Every line from the one with "Query: ocean" to the end of the data needs to be copied exactly, and no line before it.
§ §
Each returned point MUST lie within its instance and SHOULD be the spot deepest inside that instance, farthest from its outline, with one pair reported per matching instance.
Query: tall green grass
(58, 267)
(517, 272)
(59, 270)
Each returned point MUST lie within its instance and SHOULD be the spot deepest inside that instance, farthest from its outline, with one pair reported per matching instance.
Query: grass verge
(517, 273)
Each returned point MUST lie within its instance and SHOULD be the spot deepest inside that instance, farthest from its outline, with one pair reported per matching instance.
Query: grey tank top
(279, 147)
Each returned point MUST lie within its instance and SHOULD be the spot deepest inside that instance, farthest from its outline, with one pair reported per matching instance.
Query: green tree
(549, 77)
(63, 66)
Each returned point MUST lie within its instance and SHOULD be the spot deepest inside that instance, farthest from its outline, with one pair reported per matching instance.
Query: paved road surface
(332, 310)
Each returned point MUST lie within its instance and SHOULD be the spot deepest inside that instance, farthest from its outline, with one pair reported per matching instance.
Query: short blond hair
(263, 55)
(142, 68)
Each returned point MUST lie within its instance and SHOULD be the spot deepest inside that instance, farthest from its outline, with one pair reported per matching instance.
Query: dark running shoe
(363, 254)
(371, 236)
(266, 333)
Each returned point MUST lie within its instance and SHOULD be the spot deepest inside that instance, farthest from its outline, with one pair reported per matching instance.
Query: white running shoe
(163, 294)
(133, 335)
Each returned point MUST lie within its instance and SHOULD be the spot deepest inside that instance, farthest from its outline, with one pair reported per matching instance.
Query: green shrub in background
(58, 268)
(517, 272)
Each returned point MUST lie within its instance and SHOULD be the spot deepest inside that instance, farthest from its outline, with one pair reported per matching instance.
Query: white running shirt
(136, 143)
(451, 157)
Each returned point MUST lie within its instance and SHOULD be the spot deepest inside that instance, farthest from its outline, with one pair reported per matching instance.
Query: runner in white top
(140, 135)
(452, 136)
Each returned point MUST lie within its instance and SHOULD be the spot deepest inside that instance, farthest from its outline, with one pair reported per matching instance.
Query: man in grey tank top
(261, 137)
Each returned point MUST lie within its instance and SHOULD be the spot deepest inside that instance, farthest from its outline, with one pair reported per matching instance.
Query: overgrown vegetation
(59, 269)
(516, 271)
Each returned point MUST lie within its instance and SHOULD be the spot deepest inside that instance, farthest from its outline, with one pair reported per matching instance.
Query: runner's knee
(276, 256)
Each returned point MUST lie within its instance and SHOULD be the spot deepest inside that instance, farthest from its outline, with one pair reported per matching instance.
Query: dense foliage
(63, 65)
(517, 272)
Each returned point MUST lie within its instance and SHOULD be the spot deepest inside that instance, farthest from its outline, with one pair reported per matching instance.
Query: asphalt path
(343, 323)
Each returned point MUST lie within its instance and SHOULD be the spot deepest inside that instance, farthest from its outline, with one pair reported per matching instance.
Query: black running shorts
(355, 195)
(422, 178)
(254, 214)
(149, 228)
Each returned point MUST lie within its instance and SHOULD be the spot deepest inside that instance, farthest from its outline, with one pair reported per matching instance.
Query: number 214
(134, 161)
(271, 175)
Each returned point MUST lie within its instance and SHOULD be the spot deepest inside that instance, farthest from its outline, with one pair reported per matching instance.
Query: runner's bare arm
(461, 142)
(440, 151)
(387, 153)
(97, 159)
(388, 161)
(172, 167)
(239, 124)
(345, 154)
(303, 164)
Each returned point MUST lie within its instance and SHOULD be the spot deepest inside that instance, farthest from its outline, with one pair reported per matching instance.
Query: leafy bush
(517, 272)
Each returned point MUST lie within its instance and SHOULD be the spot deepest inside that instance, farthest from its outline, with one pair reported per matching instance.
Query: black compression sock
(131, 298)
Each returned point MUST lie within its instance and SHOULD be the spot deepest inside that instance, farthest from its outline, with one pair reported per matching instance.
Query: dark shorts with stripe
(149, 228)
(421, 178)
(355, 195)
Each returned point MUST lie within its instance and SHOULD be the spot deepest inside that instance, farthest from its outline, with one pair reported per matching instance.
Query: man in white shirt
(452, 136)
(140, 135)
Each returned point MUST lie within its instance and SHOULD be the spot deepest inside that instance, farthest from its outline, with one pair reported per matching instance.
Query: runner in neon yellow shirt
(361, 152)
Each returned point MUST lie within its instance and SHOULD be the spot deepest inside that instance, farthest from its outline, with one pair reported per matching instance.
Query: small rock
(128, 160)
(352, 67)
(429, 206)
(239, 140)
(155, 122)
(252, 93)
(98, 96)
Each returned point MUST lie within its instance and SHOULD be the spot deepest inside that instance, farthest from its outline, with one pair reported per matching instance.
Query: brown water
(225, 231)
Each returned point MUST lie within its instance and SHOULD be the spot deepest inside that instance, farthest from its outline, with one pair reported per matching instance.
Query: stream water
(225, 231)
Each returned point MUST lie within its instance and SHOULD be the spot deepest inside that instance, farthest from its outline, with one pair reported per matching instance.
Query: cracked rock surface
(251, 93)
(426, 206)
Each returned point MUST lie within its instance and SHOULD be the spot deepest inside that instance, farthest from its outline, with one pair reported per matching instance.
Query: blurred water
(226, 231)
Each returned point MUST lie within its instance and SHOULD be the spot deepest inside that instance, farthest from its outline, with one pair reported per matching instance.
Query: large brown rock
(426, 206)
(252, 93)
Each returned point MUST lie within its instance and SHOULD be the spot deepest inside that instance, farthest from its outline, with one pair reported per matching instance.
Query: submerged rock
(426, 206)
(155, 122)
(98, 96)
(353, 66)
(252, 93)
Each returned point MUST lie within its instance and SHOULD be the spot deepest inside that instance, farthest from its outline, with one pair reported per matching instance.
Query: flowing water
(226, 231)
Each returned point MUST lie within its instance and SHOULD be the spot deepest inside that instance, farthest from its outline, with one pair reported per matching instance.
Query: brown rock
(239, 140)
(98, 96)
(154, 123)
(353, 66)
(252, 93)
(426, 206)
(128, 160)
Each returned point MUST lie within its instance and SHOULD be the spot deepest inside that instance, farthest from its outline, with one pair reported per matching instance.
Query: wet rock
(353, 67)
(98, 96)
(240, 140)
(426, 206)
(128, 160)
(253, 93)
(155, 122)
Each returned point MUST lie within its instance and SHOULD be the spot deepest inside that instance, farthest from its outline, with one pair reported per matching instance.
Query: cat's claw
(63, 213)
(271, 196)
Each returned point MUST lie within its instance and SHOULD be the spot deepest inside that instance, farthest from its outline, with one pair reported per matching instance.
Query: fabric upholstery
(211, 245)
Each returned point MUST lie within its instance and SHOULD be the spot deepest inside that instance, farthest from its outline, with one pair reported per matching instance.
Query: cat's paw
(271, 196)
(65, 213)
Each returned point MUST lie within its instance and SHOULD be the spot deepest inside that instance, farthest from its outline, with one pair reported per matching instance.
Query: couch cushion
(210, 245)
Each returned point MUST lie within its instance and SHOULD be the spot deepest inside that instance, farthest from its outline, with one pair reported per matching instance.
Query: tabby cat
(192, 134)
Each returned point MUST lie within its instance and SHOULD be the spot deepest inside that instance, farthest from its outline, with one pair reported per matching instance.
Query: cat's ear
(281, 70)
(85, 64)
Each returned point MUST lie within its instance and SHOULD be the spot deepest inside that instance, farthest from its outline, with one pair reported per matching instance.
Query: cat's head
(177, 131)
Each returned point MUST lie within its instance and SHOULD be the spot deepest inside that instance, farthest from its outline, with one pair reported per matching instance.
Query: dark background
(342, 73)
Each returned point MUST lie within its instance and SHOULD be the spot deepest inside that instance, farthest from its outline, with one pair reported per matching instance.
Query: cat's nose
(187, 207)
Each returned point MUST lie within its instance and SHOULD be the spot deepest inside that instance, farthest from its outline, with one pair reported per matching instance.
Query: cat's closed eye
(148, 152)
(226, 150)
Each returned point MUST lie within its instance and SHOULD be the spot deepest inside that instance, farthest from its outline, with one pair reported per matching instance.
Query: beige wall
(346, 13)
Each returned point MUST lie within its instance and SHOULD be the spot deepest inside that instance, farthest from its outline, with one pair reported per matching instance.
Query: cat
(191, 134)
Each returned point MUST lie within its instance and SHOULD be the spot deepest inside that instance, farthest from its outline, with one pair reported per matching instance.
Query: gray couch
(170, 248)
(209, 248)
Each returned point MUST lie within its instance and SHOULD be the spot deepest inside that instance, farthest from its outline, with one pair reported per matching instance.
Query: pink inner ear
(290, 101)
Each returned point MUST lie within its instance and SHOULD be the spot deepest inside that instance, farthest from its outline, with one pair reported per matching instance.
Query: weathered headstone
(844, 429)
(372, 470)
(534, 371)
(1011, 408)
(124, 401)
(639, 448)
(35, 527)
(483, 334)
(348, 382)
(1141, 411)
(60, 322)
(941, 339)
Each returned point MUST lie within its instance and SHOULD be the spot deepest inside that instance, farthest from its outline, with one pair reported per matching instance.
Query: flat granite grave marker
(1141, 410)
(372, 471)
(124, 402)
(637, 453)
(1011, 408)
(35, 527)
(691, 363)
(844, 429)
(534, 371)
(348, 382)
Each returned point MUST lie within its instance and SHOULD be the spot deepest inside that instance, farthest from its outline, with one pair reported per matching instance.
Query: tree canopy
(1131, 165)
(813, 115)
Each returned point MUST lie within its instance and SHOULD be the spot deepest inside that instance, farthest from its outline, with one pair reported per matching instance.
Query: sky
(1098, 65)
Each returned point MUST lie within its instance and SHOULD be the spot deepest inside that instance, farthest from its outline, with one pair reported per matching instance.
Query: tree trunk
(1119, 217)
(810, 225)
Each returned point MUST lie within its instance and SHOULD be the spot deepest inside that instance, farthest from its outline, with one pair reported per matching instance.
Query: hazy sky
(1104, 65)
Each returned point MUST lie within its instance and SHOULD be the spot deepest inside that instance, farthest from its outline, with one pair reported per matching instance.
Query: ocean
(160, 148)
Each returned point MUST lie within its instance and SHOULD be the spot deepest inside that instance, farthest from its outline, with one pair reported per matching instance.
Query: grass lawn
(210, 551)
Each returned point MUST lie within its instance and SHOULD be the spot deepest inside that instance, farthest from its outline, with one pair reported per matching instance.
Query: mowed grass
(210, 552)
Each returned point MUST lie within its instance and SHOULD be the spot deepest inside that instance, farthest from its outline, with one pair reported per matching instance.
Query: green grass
§ §
> [ANSWER SECTION]:
Query: ocean
(160, 148)
Each returned point MUST lie within its instance and SHOULD be the spot deepest inside that instance, farthest from its outline, with one pair reported per matching instance.
Query: grass lawn
(210, 551)
Each returned point MUST lie within its instance and SHOULD be the spot deepest inside that instance, farthest from its outline, with one pair reported per matching instance.
Query: mowed grass
(210, 552)
Each returned point MUST lie within its instance and SHOULD be the spot deepest inside that instance, farthest from its outline, with one pair reported per matching instance.
Query: green grass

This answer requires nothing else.